EXERCISE DESCRIPTION >> The full set of lines below has to be written out again exactly.

RECORDED DATA >>
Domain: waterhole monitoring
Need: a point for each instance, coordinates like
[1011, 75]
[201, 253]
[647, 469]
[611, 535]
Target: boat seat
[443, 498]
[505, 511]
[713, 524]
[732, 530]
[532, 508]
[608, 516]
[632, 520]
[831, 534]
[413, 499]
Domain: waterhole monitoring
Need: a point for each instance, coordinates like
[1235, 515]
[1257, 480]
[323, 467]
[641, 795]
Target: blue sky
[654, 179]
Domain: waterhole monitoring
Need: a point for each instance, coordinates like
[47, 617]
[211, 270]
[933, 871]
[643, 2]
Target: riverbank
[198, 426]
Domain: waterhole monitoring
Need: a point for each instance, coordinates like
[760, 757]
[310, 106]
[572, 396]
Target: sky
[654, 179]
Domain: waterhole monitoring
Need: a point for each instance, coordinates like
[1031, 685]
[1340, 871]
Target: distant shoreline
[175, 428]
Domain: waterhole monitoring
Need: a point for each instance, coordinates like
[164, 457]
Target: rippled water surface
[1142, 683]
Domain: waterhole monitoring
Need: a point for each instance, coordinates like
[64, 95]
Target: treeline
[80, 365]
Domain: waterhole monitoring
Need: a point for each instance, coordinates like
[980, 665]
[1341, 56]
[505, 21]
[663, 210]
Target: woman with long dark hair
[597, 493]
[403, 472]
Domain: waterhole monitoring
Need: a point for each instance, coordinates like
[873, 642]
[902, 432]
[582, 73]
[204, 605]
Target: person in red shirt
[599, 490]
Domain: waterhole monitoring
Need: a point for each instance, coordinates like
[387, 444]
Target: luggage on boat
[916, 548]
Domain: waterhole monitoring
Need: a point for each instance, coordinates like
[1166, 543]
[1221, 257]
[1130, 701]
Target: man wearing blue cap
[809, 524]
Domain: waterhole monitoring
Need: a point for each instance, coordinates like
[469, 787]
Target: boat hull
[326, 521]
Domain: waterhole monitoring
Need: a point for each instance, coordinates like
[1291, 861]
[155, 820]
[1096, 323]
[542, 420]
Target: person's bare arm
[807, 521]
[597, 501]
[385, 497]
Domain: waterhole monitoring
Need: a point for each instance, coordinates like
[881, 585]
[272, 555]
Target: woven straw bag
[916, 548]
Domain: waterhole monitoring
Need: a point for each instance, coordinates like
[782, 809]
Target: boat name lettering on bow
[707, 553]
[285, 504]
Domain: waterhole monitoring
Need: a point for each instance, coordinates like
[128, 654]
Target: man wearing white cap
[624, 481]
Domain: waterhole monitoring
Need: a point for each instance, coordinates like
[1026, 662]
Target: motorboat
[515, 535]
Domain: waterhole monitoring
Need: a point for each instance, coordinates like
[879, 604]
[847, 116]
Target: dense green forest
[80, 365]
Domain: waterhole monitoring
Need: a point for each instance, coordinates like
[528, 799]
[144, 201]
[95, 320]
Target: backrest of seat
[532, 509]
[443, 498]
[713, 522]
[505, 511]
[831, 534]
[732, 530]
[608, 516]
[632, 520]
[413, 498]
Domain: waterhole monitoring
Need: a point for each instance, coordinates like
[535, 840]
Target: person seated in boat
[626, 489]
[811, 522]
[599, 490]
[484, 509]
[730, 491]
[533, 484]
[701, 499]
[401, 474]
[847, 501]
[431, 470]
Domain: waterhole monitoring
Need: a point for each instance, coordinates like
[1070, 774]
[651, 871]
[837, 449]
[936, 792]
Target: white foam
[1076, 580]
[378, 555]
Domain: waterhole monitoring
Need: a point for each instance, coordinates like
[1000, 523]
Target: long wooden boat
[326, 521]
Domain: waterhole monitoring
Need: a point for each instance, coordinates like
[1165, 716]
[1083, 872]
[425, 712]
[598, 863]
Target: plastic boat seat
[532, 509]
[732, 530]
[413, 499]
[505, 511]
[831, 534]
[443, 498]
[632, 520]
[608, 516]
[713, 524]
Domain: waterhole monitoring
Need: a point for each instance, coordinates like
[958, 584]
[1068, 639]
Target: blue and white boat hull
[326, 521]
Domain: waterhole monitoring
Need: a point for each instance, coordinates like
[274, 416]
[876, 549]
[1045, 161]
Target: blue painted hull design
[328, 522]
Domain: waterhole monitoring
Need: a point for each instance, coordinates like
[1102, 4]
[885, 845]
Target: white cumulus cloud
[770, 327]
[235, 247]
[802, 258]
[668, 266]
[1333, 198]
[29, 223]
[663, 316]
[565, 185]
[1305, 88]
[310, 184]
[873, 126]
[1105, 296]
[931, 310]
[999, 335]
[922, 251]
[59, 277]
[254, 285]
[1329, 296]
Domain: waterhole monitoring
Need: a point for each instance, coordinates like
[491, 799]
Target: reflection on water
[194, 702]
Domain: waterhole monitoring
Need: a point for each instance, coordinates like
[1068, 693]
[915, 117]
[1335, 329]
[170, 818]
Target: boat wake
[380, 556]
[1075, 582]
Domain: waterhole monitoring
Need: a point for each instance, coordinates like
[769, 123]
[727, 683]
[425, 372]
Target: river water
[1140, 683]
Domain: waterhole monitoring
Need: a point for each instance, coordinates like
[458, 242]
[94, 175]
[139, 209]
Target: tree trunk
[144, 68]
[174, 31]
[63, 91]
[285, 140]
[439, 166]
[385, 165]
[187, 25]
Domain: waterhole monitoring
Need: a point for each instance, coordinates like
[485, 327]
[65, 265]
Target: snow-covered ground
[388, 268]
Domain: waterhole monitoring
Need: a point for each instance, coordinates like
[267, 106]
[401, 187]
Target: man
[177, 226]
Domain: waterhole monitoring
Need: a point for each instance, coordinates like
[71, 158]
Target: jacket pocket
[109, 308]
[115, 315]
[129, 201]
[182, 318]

SOLVED EXERCISE >>
Domain: waterhole monitoring
Need: a point for each instance, coordinates like
[1011, 75]
[201, 253]
[647, 469]
[611, 535]
Target: boat seat
[443, 498]
[505, 511]
[713, 524]
[732, 530]
[532, 508]
[608, 516]
[632, 520]
[831, 534]
[413, 499]
Domain: waterhole monitoring
Need: a point for each instance, coordinates like
[1235, 515]
[1257, 480]
[323, 467]
[641, 795]
Target: blue sky
[654, 179]
Domain: waterhole monitoring
Need: a point for each instance, coordinates like
[47, 617]
[211, 270]
[933, 871]
[643, 2]
Target: riverbank
[198, 426]
Domain: waterhole monitoring
Need: a point for each instance, coordinates like
[760, 757]
[310, 106]
[572, 396]
Target: sky
[654, 179]
Domain: waterhole monitoring
Need: a point for each instance, coordinates like
[1031, 685]
[1340, 871]
Target: distant shoreline
[175, 428]
Domain: waterhole monitoring
Need: a point for each instance, coordinates like
[164, 457]
Target: rippled water surface
[1142, 683]
Domain: waterhole monitoring
Need: a point for each instance, coordinates like
[64, 95]
Target: treeline
[80, 365]
Domain: waterhole monitoring
Need: a point for each instance, coordinates like
[980, 665]
[1341, 56]
[505, 21]
[663, 210]
Target: woman with long dark hair
[597, 493]
[403, 472]
Domain: waterhole monitoring
Need: a point for each instance, coordinates like
[873, 642]
[902, 432]
[582, 73]
[204, 605]
Target: person in red shirt
[599, 490]
Domain: waterhole monitoring
Need: a point for each instance, coordinates like
[387, 444]
Target: luggage on boat
[916, 548]
Domain: waterhole monitoring
Need: a point for each instance, coordinates like
[1166, 543]
[1221, 257]
[1130, 701]
Target: man wearing blue cap
[809, 524]
Domain: waterhole monitoring
Need: a point for each instance, coordinates like
[469, 787]
Target: boat hull
[326, 521]
Domain: waterhole monitoring
Need: a point for each instance, coordinates like
[1291, 861]
[155, 820]
[1096, 323]
[542, 420]
Target: person's bare arm
[807, 521]
[597, 501]
[385, 497]
Domain: waterhole monitoring
Need: a point for each instance, coordinates like
[881, 585]
[272, 555]
Target: woven straw bag
[916, 548]
Domain: waterhole monitoring
Need: a point for each instance, coordinates like
[782, 809]
Target: boat name lettering on bow
[707, 553]
[285, 504]
Domain: waterhole monitoring
Need: a point for each instance, coordinates like
[128, 654]
Target: man wearing white cap
[624, 481]
Domain: waterhole monitoring
Need: a point for each instance, coordinates like
[1026, 662]
Target: motorboat
[515, 535]
Domain: waterhole monitoring
Need: a point for each instance, coordinates like
[879, 604]
[847, 116]
Target: dense green forest
[80, 365]
Domain: waterhole monitoring
Need: a point for each instance, coordinates like
[528, 799]
[144, 201]
[95, 320]
Target: backrest of seat
[532, 509]
[443, 498]
[713, 522]
[505, 511]
[831, 534]
[732, 530]
[608, 516]
[632, 520]
[413, 498]
Domain: waterhole monitoring
Need: a point for each instance, coordinates like
[535, 840]
Target: person seated in boat
[626, 489]
[811, 522]
[599, 490]
[484, 509]
[730, 491]
[533, 484]
[701, 499]
[401, 474]
[847, 501]
[431, 470]
Domain: waterhole monitoring
Need: a point for each instance, coordinates like
[1070, 774]
[651, 871]
[837, 449]
[936, 792]
Target: white foam
[1076, 580]
[378, 555]
Domain: waterhole monitoring
Need: a point for each instance, coordinates like
[1000, 523]
Target: long wooden boat
[326, 521]
Domain: waterhole monitoring
Need: a point for each instance, coordinates like
[1165, 716]
[1083, 872]
[425, 712]
[598, 863]
Target: plastic boat seat
[532, 509]
[732, 530]
[413, 499]
[505, 511]
[831, 534]
[443, 498]
[632, 520]
[608, 516]
[713, 524]
Domain: waterhole monitoring
Need: a point for each instance, coordinates like
[958, 584]
[1068, 639]
Target: blue and white boat hull
[326, 521]
Domain: waterhole monitoring
Need: a point for each instance, coordinates like
[274, 416]
[876, 549]
[1045, 161]
Target: blue painted hull design
[328, 522]
Domain: waterhole monitoring
Need: a point for each instance, coordinates like
[1102, 4]
[885, 845]
Target: white cumulus cloud
[770, 327]
[235, 247]
[802, 258]
[668, 266]
[1333, 198]
[29, 223]
[663, 316]
[565, 185]
[1305, 88]
[310, 184]
[873, 126]
[1105, 296]
[931, 310]
[999, 335]
[922, 251]
[59, 277]
[254, 285]
[1329, 296]
Domain: waterhole monitoring
Need: a point for each instance, coordinates like
[491, 799]
Target: reflection on water
[194, 702]
Domain: waterhole monitoring
Need: a point for each instance, coordinates like
[1068, 693]
[915, 117]
[1335, 329]
[170, 818]
Target: boat wake
[380, 556]
[1075, 582]
Domain: waterhole monitoring
Need: a point for each instance, coordinates like
[769, 123]
[727, 683]
[425, 372]
Target: river water
[1140, 683]
Domain: waterhole monitoring
Need: a point for each instance, coordinates like
[458, 242]
[94, 175]
[139, 209]
Target: tree trunk
[144, 68]
[174, 31]
[63, 91]
[285, 140]
[439, 166]
[385, 165]
[187, 25]
Domain: waterhole monitoring
Need: a point for each instance, coordinates like
[485, 327]
[65, 265]
Target: snow-covered ground
[388, 268]
Domain: waterhole monitoring
Need: a point for each instance, coordinates like
[267, 106]
[401, 187]
Target: man
[177, 226]
Domain: waterhole monitoring
Need: a point for each instance, coordinates like
[71, 158]
Target: jacket pocket
[109, 308]
[115, 315]
[129, 201]
[182, 318]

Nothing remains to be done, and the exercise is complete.